[Records from a data source]

>>>>>

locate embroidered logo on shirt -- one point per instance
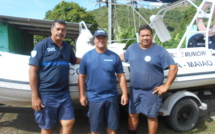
(147, 58)
(33, 53)
(108, 60)
(50, 49)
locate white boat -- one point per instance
(196, 68)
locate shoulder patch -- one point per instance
(33, 53)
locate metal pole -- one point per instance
(110, 21)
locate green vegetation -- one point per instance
(126, 22)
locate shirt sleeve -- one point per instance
(72, 56)
(83, 67)
(119, 67)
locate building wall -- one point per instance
(15, 40)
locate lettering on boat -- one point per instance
(192, 54)
(188, 54)
(200, 63)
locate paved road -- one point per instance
(20, 120)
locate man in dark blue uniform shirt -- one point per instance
(49, 79)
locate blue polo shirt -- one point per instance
(53, 63)
(100, 70)
(147, 65)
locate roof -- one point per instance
(40, 27)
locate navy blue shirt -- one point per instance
(147, 65)
(101, 78)
(53, 64)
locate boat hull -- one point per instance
(194, 71)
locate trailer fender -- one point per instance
(169, 103)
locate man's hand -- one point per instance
(160, 90)
(124, 99)
(83, 100)
(37, 104)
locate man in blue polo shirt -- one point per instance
(147, 64)
(49, 79)
(99, 66)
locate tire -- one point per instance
(184, 115)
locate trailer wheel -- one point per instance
(184, 115)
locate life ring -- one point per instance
(200, 23)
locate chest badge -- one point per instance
(147, 58)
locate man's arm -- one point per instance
(33, 80)
(123, 86)
(173, 69)
(81, 87)
(122, 57)
(78, 61)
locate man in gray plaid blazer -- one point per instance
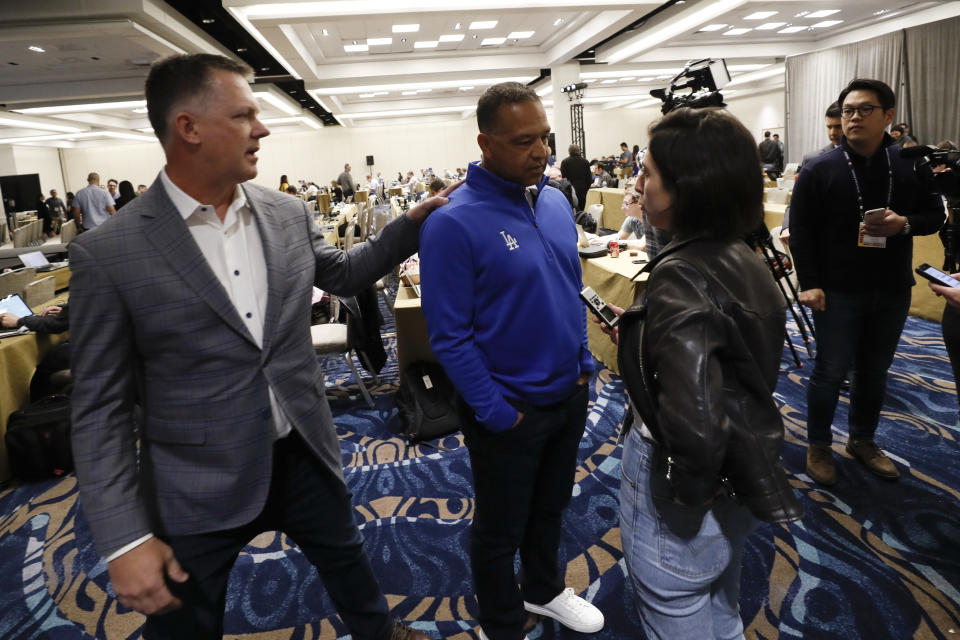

<<<<<

Beginning with the line holding "locate man's hand -- one point per instance", copy each line exactly through the end of the records above, and leave every picture out.

- **ANSWER BELOW**
locate man's hand -- one point per instance
(160, 90)
(124, 99)
(83, 100)
(37, 104)
locate man in blue polo shirt -- one point per instance
(147, 64)
(49, 79)
(99, 66)
locate tire -- one point per instance
(184, 115)
locate trailer wheel -- one point per instance
(184, 115)
locate life ring -- one point per instance
(200, 23)
locate chest badge -- one point per instance
(147, 58)
locate man's arm -- one point per instance
(33, 80)
(123, 86)
(173, 69)
(81, 87)
(122, 57)
(78, 61)
locate man in gray plaid blazer -- one point per instance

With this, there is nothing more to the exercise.